TEXT SHOWN
• • • • • • •

- Born: January 27, 1903 Hoquiam, Washington, U.S.
- Died: August 26, 1961 (aged 58) Pasadena, California, U.S.
- Education: University of Washington California Institute of Technology
- Known for: Friedmann–Lemaître–Robertson–Walker metric Poynting–Robertson effect Robertson–Schrödinger relation
- Awards: Medal for Merit (1946)
- Scientific career
- Fields: Physicist
- Workplaces: California Institute of Technology Princeton University
- Thesis: On Dynamical Space-Times Which Contain a Conformal Euclidean 3-Space (1925)
- Doctoral advisor: Harry Bateman
- Doctoral students: Banesh Hoffmann Eugene Parker Ralph J. Slutz Abraham H. Taub

= Howard P. Robertson =

American mathematician (1903–1961)

Howard Percy "Bob" Robertson (January 27, 1903 – August 26, 1961) was an American mathematician and physicist known for contributions related to physical cosmology and the uncertainty principle. He was Professor of Mathematical Physics at the California Institute of Technology and Princeton University.

Robertson made important contributions to the mathematics of quantum mechanics, general relativity and differential geometry. Applying relativity to cosmology, he independently developed the concept of an expanding universe. His name is most often associated with the Poynting–Robertson effect, the process by which solar radiation causes a dust mote orbiting a star to lose angular momentum, which he also described in terms of general relativity.

During World War II, Robertson served with the National Defense Research Committee (NDRC) and the Office of Scientific Research and Development (OSRD). He served as technical consultant to the Secretary of War, the OSRD Liaison Officer in London, and the Chief of the Scientific Intelligence Advisory Section at Supreme Headquarters Allied Expeditionary Force.

After the war Robertson was director of the Weapons Systems Evaluation Group in the Office of the Secretary of Defense from 1950 to 1952, chairman of the Robertson Panel on UFOs in 1953 and scientific advisor to the NATO Supreme Allied Commander Europe (SACEUR) in 1954 and 1955. He was chairman of the Defense Science Board from 1956 to 1961, and a member of the President's Science Advisory Committee (PSAC) from 1957 to 1961.

The Robertson crater on the far side of the Moon is named in his honor.

• • • • • • •

Referring expression pointing data
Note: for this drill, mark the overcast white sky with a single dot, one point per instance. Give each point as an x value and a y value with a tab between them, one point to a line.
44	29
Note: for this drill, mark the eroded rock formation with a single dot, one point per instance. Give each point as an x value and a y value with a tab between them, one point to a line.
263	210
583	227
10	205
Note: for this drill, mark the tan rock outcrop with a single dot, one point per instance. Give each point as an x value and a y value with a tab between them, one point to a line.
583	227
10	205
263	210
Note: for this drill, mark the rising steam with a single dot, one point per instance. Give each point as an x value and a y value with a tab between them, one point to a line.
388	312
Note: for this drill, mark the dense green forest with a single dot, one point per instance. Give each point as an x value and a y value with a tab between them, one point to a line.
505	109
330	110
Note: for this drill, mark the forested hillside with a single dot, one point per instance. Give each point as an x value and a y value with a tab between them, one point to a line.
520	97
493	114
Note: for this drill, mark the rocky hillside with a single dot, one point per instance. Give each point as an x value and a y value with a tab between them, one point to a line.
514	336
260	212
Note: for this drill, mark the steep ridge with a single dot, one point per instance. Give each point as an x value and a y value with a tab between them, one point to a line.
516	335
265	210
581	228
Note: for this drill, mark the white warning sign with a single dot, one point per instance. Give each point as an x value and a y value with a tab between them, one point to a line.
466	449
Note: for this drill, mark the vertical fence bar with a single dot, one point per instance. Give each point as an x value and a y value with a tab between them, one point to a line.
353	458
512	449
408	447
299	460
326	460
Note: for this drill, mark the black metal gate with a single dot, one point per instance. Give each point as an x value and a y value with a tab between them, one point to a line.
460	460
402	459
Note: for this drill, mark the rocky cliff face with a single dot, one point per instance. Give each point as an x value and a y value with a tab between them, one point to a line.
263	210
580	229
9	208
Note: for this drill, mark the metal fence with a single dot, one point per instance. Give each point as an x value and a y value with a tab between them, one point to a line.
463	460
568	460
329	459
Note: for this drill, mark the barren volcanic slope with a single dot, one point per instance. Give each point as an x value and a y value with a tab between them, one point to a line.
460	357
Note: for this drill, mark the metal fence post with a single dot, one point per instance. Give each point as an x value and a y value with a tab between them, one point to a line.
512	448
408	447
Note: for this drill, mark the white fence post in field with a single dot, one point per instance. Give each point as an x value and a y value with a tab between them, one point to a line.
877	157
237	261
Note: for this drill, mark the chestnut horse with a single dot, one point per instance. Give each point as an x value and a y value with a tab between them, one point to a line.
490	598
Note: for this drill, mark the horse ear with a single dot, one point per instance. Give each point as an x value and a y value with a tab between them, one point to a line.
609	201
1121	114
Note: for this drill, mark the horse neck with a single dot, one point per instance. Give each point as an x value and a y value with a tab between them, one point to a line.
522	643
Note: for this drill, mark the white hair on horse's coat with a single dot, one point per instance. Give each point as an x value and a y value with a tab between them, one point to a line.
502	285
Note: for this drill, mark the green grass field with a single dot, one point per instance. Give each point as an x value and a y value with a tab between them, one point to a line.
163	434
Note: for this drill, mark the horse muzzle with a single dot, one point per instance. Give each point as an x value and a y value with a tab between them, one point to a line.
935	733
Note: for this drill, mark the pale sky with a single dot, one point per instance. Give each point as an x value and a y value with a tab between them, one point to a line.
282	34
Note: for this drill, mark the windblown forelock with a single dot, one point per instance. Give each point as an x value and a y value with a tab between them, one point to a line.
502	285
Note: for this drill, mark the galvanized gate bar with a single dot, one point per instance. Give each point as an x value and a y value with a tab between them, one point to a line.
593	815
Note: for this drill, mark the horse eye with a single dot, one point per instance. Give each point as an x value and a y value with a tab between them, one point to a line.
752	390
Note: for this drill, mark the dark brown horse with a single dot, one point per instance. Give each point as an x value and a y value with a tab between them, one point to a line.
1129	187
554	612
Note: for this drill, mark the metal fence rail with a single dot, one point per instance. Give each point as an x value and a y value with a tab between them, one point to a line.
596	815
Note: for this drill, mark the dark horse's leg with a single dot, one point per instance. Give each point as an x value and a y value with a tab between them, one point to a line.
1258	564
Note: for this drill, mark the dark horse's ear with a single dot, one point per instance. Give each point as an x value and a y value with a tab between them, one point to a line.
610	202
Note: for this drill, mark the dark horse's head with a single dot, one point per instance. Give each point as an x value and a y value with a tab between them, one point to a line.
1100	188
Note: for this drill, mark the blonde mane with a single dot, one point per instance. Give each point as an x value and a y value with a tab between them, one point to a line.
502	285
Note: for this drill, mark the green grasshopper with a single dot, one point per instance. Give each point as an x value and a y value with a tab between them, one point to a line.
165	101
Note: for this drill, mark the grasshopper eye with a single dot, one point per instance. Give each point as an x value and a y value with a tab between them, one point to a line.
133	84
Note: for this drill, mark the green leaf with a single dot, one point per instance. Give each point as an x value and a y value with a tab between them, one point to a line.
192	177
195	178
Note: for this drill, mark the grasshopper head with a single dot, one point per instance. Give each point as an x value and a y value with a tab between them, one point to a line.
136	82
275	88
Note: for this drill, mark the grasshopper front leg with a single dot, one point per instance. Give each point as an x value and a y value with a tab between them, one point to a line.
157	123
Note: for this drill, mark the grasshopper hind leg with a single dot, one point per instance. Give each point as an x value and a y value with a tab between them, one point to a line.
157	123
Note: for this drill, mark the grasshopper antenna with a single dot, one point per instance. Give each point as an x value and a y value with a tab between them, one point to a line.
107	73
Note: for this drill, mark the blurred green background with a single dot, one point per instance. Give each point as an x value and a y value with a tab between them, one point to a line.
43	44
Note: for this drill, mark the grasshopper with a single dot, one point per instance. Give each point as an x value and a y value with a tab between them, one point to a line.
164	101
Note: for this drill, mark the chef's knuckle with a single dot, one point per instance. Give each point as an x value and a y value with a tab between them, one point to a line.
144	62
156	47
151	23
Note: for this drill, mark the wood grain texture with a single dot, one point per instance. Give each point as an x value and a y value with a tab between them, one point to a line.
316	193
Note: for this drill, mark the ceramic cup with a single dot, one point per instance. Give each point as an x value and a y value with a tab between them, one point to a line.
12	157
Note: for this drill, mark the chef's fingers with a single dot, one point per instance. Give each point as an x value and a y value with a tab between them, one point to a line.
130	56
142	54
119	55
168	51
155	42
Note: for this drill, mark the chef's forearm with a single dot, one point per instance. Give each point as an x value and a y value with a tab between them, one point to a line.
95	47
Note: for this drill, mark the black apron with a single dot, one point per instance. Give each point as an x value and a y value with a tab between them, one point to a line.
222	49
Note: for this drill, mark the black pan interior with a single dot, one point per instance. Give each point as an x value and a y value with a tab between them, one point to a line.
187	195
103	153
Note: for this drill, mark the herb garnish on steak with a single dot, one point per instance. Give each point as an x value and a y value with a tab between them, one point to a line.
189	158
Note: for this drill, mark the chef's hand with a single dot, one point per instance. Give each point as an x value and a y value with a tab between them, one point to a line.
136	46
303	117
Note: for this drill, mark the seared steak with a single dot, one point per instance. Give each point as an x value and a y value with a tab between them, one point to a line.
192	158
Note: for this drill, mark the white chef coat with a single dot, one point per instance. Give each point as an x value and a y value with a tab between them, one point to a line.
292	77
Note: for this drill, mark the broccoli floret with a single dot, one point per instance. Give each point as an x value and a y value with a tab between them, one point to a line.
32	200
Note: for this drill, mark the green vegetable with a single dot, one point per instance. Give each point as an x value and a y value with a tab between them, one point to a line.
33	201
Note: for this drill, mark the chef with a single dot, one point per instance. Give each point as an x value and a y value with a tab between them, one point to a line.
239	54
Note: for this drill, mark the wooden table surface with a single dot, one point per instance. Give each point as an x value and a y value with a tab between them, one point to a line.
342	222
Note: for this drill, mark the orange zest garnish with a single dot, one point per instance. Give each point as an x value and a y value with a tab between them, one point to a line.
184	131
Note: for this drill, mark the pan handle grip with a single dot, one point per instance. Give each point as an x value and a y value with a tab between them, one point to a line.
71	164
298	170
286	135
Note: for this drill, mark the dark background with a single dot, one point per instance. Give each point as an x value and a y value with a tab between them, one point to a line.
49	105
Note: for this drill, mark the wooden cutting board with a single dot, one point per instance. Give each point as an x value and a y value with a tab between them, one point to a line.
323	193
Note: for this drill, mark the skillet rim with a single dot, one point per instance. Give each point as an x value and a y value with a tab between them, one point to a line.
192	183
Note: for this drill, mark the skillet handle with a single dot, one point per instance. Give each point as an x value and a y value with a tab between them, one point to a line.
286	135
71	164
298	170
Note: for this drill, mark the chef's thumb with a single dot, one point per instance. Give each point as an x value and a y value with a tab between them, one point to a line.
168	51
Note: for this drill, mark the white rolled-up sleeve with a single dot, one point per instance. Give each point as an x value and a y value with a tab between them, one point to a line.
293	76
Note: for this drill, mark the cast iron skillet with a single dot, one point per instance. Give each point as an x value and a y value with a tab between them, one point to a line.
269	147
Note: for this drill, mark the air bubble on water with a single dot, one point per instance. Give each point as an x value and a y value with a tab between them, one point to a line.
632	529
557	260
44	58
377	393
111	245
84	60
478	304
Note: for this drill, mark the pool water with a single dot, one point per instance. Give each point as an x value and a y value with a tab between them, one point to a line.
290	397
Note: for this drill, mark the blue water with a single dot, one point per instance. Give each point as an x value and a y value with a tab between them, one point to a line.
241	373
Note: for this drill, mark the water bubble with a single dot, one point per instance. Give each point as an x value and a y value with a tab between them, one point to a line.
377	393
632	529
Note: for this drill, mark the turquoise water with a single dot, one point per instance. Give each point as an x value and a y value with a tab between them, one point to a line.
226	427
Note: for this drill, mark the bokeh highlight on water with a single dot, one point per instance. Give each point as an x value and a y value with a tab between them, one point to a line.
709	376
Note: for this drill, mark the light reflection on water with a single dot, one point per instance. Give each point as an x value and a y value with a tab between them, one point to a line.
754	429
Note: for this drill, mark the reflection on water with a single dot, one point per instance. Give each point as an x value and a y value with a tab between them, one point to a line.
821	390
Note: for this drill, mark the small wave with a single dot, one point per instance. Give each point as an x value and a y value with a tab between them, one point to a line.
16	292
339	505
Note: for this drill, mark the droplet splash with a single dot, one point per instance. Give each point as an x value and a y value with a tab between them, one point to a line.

• • • • • • •

PROMPT
Continue the article on Howard P. Robertson from the end of its last sentence, about the lunar crater named in his honor.

FINAL ANSWER
== Early life ==
Howard Percy Robertson, was born in Hoquiam, Washington, on January 27, 1903, the oldest of five children of George Duncan Robertson, an engineer who built bridges in Washington state, and Anna McLeod, a nurse. His father died when he was 15 years old, but although money was short, all five siblings attended university. He entered the University of Washington in Seattle in 1918, initially with the intention of studying engineering, but he later switched to mathematics. He earned a Bachelor of Science degree in mathematics in 1922 and a Master of Science in mathematics and physics in 1923.

In 1923 Robertson married Angela Turinsky, a philosophy and psychology student at the University of Washington. They had two children: George Duncan, who became a surgeon, and Marietta, who later married California Institute of Technology (Caltech) historian Peter W. Fay. At the University of Washington he also met Eric Temple Bell, who encouraged him to pursue mathematics at Caltech. Robertson completed his PhD dissertation in mathematics and physics there in 1925 under the supervision of Harry Bateman, writing "On Dynamical Space-Times Which Contain a Conformal Euclidean 3-Space".

Upon receipt of his doctorate, Robertson received a National Research Council Fellowship to study at the University of Göttingen in Germany, where he met David Hilbert, Richard Courant, Albert Einstein, Werner Heisenberg, Erwin Schrödinger, Karl Schwarzschild, John von Neumann and Eugene Wigner. He found Max Born unsympathetic to his concept of an expanding universe, which Born considered "rubbish". He also spent six months at the Ludwig-Maximilians-Universität München (LMU), where he was a post-doctoral student of Arnold Sommerfeld.

== Mathematics ==
Robertson returned to the United States in 1927, and became an assistant professor of mathematics at Caltech. In 1928, he accepted a position as an assistant professor of mathematical physics at Princeton University, where he became an associate professor in 1931, and a professor in 1938. He spent 1936 on sabbatical at Caltech. His interest in general relativity and differential geometry led to a series of papers in the 1920s that developed the subject.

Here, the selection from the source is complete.